# Playing music without proper licenses



## Anonymous067 (Nov 26, 2009)

What is the proper way to license or authorize yourself to play music during say, a dance show, or, a talent show...

and the talent brings you a burned CD, no doubt from limewire or something (and probably sounds like crap...)...how do I "legally" play this during the show?

Also...is it true you can get away with playing personal music before a show from say...your computer or ipod...by claiming that you haven't started the show yet, you were playing it for personal use, and all the people in the seats before the show just happened to hear it?

I always thought you were allowed to play music you bought yourself for personal use, but not for an audience.

PS-I did search for this, but couldn't get the tags right and couldn't find what I was looking for..sorry for the repeatedness of this thread.


----------



## cprted (Nov 27, 2009)

Blah067 said:


> What is the proper way to license or authorize yourself to play music during say, a dance show, or, a talent show...
> 
> and the talent brings you a burned CD, no doubt from limewire or something (and probably sounds like crap...)...how do I "legally" play this during the show?


At my venue, our approach is if the client provides it, we assume they have made the proper arrangements (ignorance is legal bliss) and we do not see ourselves as responsible for enforcing copyright law. Their show, their music, their problem, we're just the venue ... 

In Canada, all music licensing is done through SOCAN, I assume there is a similar organization(s) in the US. They have a fairly good FAQ on their website.

== Items ==
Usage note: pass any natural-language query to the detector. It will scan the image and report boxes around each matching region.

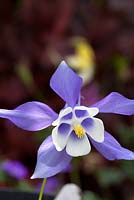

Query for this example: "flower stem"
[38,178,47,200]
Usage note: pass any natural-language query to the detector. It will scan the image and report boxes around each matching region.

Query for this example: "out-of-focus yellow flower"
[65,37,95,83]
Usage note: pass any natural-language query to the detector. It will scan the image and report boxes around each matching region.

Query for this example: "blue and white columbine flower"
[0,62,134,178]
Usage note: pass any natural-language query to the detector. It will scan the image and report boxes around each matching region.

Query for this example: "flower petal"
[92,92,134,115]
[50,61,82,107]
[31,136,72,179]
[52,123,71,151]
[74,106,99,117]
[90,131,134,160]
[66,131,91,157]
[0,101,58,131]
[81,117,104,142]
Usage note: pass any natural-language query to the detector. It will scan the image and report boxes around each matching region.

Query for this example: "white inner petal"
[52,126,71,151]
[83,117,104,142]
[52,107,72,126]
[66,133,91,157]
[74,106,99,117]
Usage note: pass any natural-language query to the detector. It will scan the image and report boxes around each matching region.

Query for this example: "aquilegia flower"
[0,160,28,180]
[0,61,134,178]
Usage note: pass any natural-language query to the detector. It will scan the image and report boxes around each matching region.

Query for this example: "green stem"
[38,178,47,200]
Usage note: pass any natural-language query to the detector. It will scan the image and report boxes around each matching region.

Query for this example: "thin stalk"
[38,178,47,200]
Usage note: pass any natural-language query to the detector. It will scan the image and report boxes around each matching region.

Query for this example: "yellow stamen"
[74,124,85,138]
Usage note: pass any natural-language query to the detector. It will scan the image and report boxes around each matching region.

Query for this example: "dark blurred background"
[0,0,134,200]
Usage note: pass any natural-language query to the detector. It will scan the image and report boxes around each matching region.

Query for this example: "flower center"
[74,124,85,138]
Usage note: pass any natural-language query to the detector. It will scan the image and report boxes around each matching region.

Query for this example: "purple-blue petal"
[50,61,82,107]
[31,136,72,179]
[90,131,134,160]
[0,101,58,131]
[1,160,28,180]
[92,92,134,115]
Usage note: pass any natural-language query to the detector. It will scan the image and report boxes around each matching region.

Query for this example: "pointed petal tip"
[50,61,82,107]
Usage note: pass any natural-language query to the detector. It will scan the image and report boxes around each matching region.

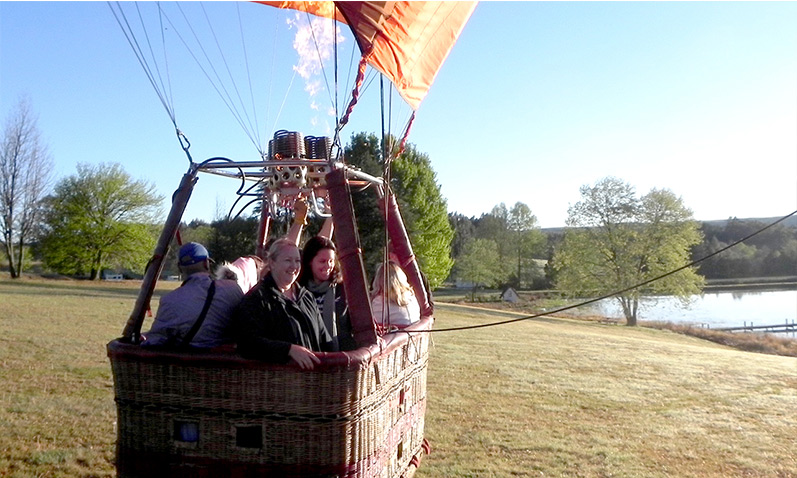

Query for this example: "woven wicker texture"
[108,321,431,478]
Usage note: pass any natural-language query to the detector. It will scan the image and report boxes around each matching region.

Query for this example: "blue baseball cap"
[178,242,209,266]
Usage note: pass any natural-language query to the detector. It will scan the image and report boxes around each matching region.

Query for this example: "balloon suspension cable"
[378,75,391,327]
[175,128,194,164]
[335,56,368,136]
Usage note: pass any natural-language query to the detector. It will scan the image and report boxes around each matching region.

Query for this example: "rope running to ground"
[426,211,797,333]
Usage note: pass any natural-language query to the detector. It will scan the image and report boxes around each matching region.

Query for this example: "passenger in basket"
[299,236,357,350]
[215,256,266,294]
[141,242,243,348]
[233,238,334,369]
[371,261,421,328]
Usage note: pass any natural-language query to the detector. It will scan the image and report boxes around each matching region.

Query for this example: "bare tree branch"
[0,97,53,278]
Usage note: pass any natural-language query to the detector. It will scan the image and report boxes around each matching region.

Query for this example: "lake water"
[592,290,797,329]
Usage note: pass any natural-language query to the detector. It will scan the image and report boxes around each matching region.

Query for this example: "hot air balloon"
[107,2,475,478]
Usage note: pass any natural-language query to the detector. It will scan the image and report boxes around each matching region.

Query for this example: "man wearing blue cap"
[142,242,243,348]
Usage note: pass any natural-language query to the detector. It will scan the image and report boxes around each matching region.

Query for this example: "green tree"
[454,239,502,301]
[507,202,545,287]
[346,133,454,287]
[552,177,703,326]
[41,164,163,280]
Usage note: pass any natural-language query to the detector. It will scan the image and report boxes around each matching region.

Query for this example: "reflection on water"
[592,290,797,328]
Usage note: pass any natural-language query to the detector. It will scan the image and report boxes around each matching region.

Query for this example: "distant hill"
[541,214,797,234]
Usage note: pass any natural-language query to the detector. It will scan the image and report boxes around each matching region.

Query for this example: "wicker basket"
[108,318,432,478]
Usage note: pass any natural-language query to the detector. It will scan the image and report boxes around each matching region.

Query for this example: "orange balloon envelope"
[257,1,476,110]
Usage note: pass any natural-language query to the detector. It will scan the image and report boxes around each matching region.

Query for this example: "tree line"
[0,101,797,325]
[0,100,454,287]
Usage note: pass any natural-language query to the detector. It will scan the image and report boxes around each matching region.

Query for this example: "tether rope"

==

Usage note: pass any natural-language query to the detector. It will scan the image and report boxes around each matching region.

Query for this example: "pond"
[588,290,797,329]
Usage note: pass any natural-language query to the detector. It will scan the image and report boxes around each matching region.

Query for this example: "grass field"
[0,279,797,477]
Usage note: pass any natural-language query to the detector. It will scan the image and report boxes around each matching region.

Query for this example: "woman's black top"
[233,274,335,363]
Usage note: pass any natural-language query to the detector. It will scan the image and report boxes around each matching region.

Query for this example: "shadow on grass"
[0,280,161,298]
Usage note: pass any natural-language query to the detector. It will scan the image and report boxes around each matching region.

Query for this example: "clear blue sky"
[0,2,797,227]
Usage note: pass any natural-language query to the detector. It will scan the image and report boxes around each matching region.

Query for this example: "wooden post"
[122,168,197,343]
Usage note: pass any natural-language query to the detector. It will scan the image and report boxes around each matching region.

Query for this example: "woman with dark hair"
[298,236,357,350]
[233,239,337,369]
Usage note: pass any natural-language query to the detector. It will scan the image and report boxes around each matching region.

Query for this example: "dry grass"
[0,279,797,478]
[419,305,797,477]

==

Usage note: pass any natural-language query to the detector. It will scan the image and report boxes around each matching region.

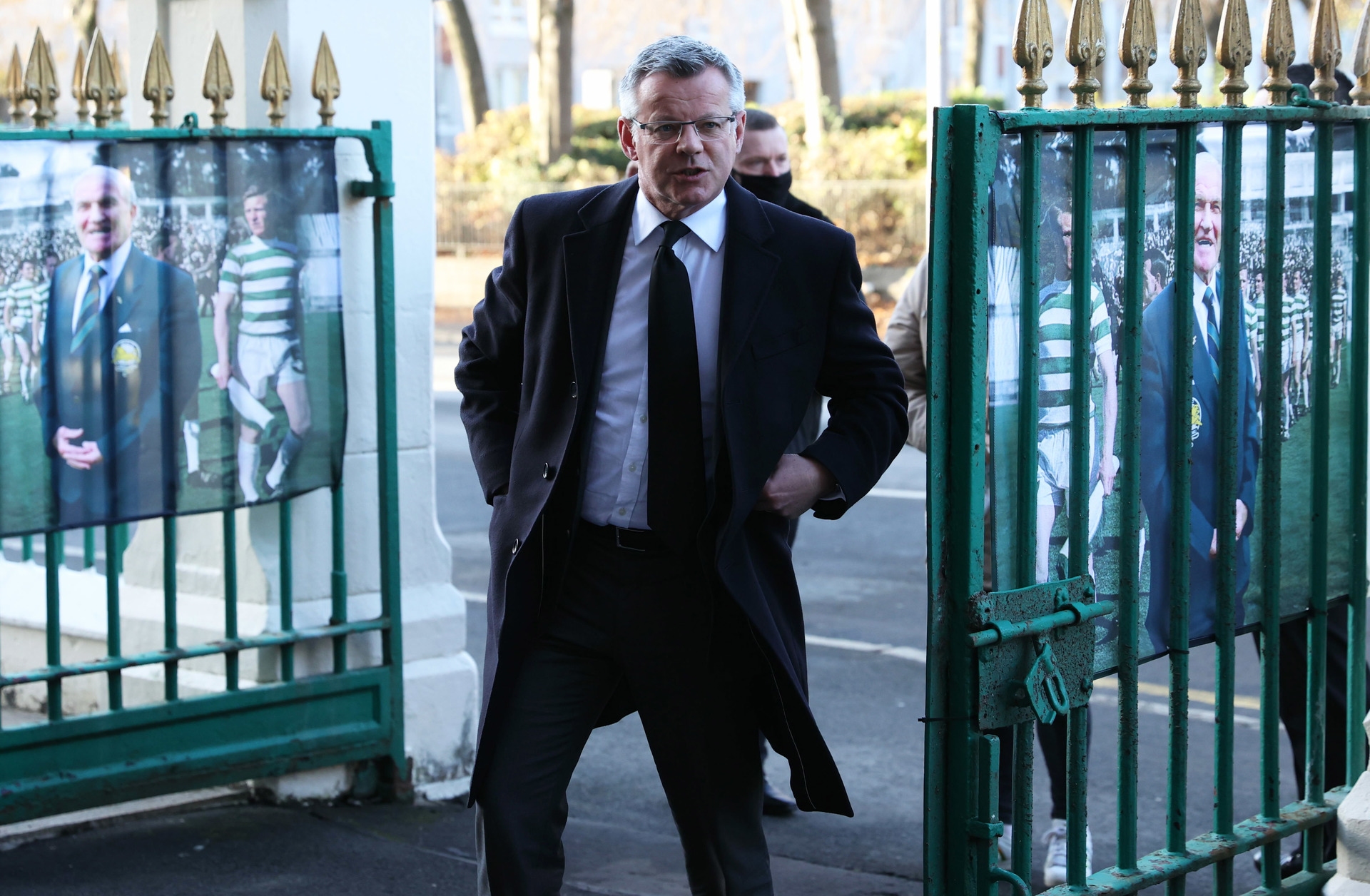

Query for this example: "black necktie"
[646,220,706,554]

== Problem requirements ==
Echo the forum thread about playing music without proper licenses in full, word for word.

== Answer to this exercise ==
# Playing music without proper licenses



## Anonymous067 (Nov 26, 2009)

What is the proper way to license or authorize yourself to play music during say, a dance show, or, a talent show...

and the talent brings you a burned CD, no doubt from limewire or something (and probably sounds like crap...)...how do I "legally" play this during the show?

Also...is it true you can get away with playing personal music before a show from say...your computer or ipod...by claiming that you haven't started the show yet, you were playing it for personal use, and all the people in the seats before the show just happened to hear it?

I always thought you were allowed to play music you bought yourself for personal use, but not for an audience.

PS-I did search for this, but couldn't get the tags right and couldn't find what I was looking for..sorry for the repeatedness of this thread.


----------



## cprted (Nov 27, 2009)

Blah067 said:


> What is the proper way to license or authorize yourself to play music during say, a dance show, or, a talent show...
> 
> and the talent brings you a burned CD, no doubt from limewire or something (and probably sounds like crap...)...how do I "legally" play this during the show?


At my venue, our approach is if the client provides it, we assume they have made the proper arrangements (ignorance is legal bliss) and we do not see ourselves as responsible for enforcing copyright law. Their show, their music, their problem, we're just the venue ... 

In Canada, all music licensing is done through SOCAN, I assume there is a similar organization(s) in the US. They have a fairly good FAQ on their website.